### Lista de tareas:
1: Enumera todos los nombres de persona que aparecen en el texto sobre los altares del Día de Muertos.
2: Traduce al inglés la siguiente oración del texto sobre los altares del Día de Muertos: «Otras muchas ofrendas recordaban este año a profesionales de la salud fallecidos.»
3: Retoma el texto sobre los altares del Día de Muertos y continúalo a partir de su última oración.

### Texto:
Las autoridades pidieron a los médicos en situación de riesgo quedarse en casa, pero Linares se resistía.
“Siempre fue igual ayudar, ayudar, ayudar”, señala Martínez frente a su tradicional altar del Día de Muertos que este año, además de flores, comidas y papel picado, tenía numerosos ‘muertitos’ pasando consulta, operando o poniendo inyecciones.
Otras muchas ofrendas recordaban este año a profesionales de la salud fallecidos. En Iztapalapa, el barrio capitalino más afectados por el coronavirus, Kenia Navidad, pediatra de 33 años, admiraba junto a sus dos gatos el primer altar que hacía en su vida y que nunca pensó que estaría dedicado a su esposo, Daniel Silva, de la misma edad y profesión.
Y Karen Valencia hacía lo mismo para honrar a su padre, José Valencia, enfermero de uno de los hospitales más grandes de la capital. Con más de 20 años de servicio, Valencia fue uno de los primeros en fallecer, en abril. Para septiembre, Amnistía Internacional decía que México era la nación con más profesionales de la salud muertos, por delante de Estados Unidos o Brasil.

(Entradas de datos)
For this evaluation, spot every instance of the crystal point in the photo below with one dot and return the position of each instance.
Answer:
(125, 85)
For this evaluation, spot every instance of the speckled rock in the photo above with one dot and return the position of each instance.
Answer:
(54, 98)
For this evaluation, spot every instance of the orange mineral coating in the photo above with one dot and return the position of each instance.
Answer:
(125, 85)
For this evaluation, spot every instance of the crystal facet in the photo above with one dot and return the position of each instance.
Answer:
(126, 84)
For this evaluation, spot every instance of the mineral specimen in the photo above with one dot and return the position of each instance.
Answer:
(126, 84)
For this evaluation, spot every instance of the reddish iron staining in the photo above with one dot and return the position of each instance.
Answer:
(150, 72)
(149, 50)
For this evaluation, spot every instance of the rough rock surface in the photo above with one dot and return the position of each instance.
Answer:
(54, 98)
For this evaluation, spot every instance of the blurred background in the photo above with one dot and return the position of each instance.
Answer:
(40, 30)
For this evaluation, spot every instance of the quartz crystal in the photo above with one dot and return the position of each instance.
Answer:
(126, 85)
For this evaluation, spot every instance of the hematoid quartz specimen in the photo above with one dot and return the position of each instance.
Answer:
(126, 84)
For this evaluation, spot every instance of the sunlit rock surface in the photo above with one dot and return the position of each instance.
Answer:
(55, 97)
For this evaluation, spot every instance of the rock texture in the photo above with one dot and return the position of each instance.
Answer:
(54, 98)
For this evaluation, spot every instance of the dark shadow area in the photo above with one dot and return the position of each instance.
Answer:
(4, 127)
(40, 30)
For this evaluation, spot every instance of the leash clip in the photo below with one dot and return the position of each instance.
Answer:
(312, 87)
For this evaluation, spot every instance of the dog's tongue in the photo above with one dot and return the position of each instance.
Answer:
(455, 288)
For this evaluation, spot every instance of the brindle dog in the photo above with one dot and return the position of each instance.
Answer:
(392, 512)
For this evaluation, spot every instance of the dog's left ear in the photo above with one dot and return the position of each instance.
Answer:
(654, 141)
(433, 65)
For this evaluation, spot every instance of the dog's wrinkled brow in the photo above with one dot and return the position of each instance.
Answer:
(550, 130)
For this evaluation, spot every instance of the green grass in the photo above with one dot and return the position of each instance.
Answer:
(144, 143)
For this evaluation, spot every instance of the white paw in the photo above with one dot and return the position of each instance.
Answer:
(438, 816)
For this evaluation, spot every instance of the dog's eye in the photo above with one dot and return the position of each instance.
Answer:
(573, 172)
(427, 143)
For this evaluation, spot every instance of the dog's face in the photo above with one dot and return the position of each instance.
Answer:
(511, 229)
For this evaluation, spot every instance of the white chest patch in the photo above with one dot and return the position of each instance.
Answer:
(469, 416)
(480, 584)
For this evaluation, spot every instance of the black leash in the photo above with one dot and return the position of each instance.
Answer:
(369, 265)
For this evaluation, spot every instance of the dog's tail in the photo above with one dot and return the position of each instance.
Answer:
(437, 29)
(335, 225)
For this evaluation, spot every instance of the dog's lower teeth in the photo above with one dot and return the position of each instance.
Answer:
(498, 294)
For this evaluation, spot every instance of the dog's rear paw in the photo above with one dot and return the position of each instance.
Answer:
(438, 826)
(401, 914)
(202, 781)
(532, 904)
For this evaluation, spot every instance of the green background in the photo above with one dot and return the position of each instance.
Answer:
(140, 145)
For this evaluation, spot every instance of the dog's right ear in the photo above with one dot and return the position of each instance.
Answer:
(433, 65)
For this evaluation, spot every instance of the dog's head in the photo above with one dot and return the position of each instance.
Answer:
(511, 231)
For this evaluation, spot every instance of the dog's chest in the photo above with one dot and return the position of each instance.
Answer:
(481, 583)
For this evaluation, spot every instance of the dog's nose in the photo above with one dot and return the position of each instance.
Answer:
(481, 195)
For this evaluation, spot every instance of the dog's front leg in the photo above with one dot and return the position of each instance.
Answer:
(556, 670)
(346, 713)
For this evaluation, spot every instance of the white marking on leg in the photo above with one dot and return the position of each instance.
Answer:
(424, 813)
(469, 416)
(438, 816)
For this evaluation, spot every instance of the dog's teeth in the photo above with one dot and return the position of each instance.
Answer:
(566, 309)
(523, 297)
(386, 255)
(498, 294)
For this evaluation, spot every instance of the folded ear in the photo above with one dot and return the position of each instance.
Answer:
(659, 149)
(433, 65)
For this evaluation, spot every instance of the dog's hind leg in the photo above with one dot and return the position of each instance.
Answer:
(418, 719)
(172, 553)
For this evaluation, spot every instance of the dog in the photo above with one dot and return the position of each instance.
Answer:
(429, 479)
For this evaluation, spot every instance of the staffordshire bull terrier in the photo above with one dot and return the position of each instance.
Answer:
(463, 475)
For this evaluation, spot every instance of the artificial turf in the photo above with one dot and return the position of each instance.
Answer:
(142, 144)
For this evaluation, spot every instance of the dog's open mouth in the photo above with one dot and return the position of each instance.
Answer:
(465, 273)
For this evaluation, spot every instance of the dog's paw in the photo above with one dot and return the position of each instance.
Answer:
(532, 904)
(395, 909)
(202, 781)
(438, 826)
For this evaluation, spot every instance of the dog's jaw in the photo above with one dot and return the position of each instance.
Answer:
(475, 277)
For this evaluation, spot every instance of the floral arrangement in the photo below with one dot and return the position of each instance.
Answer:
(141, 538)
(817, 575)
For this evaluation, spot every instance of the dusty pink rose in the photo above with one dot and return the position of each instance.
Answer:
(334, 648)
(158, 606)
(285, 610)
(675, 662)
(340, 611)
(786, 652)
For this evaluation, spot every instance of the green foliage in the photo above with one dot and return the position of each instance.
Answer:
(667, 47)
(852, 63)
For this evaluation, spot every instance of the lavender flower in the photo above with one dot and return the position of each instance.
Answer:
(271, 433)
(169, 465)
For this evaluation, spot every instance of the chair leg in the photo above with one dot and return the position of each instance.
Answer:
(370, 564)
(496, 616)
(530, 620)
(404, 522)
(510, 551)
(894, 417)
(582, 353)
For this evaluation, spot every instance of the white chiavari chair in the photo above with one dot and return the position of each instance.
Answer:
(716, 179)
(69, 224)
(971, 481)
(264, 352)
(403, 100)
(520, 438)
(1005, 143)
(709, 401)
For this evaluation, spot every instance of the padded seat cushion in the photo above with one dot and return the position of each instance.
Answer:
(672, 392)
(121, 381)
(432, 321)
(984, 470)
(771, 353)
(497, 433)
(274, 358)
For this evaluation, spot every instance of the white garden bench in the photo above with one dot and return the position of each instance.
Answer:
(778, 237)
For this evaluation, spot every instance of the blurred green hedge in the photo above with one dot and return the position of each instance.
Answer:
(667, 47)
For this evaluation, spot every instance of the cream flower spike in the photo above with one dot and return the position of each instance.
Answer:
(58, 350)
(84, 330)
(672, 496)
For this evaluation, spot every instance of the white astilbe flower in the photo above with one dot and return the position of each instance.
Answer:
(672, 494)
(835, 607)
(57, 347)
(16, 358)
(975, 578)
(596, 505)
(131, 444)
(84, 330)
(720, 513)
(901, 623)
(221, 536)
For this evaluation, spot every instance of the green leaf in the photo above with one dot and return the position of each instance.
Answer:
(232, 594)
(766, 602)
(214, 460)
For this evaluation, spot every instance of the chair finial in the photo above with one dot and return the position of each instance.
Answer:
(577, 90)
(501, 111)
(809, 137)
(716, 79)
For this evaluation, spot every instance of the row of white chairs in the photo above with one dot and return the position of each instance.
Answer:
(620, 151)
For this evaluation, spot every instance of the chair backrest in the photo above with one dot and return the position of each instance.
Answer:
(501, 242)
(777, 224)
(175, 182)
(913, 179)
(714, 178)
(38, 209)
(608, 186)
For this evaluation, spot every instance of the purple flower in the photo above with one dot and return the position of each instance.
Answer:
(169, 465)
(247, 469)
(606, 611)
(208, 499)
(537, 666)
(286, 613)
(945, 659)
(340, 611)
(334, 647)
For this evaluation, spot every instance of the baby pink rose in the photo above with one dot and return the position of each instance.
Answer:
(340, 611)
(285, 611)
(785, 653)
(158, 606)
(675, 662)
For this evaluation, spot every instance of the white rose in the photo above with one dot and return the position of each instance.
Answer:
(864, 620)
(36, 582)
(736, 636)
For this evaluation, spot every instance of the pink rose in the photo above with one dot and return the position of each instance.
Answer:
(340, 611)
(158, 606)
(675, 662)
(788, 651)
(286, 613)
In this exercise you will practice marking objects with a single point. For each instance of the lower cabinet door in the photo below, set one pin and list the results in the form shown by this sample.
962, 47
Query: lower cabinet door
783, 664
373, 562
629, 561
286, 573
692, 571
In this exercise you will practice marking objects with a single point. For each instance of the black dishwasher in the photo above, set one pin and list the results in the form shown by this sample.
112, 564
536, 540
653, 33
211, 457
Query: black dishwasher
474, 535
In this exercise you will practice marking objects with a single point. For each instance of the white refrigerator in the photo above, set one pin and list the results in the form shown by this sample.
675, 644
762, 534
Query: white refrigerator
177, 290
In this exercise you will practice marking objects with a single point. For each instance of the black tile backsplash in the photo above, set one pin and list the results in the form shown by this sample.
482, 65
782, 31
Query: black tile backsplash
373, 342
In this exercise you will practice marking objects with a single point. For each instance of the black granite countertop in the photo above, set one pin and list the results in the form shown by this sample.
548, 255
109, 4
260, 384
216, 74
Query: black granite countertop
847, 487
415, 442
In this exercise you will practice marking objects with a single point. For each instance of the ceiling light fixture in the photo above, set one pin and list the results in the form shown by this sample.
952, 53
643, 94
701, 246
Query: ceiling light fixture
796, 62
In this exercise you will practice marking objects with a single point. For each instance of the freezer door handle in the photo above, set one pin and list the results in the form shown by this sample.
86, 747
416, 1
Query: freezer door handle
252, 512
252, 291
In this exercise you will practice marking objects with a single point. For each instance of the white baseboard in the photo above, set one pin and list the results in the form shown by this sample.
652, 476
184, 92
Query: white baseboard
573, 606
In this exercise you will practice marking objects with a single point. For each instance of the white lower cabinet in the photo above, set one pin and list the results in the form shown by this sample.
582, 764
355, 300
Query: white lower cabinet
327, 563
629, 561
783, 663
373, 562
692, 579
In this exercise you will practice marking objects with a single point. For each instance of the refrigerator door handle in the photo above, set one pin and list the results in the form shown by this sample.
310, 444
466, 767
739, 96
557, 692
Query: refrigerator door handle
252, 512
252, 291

### Respuestas por tarea:
1: Linares, Martínez, Kenia Navidad, Daniel Silva, Karen Valencia, José Valencia

2: Many other offerings this year remembered health professionals who had died.

3:
La doctora Martínez,, que también se contagio de COVID-19, levantó el altar en la sala contigua a la habitación del departamento donde el matrimonio pasaba consulta a cualquier hora del día aunque Linares complementaba los ingresos con el otro trabajo. Ahora, aunque recuperada, Martínez solo atiende a enfermos de forma virtual.
Al trabajar en lo privado, eran los laboratorios los que les proporcionaban equipo, medicinas y formación y ambos habían extremado las precauciones a partir de mayo, cuando vieron que las infecciones se multiplicaban.
Linares murió el 25 de mayo hospitalizado y ya diagnosticado con COVID-19, uno de los momentos pico de la epidemia en Ciudad de México. La víspera, Martínez comenzó con los síntomas. Al saber de la muerte de su esposo ella se desplomó y al recobrar el conocimiento y ver que su único hijo y su hermana la abrazan solo alcanzó a gritarles “no me toquen, no me toquen”.
Estaba en el momento álgido de contagio.
Seis días después, esta mujer de 59 años creyó morir peregrinando de un hospital a otro hasta que consiguió un lugar que no estuviera saturado. “Me fui deteriorando muy rápido (…) tenía sangrados”.
Cinco meses después se siente recuperada y en paz aunque no le llegara el apoyo oficial y todavía no se haya acostumbrado a la ausencia de Linares, el hombre con el que compartió 36 años de matrimonio y al que conoció de niña cuando vendía chicles en la puerta de un cine para contribuir al ingreso de una familia de nueve hijos que vivía en una casa de techo de lámina y suelo de tierra.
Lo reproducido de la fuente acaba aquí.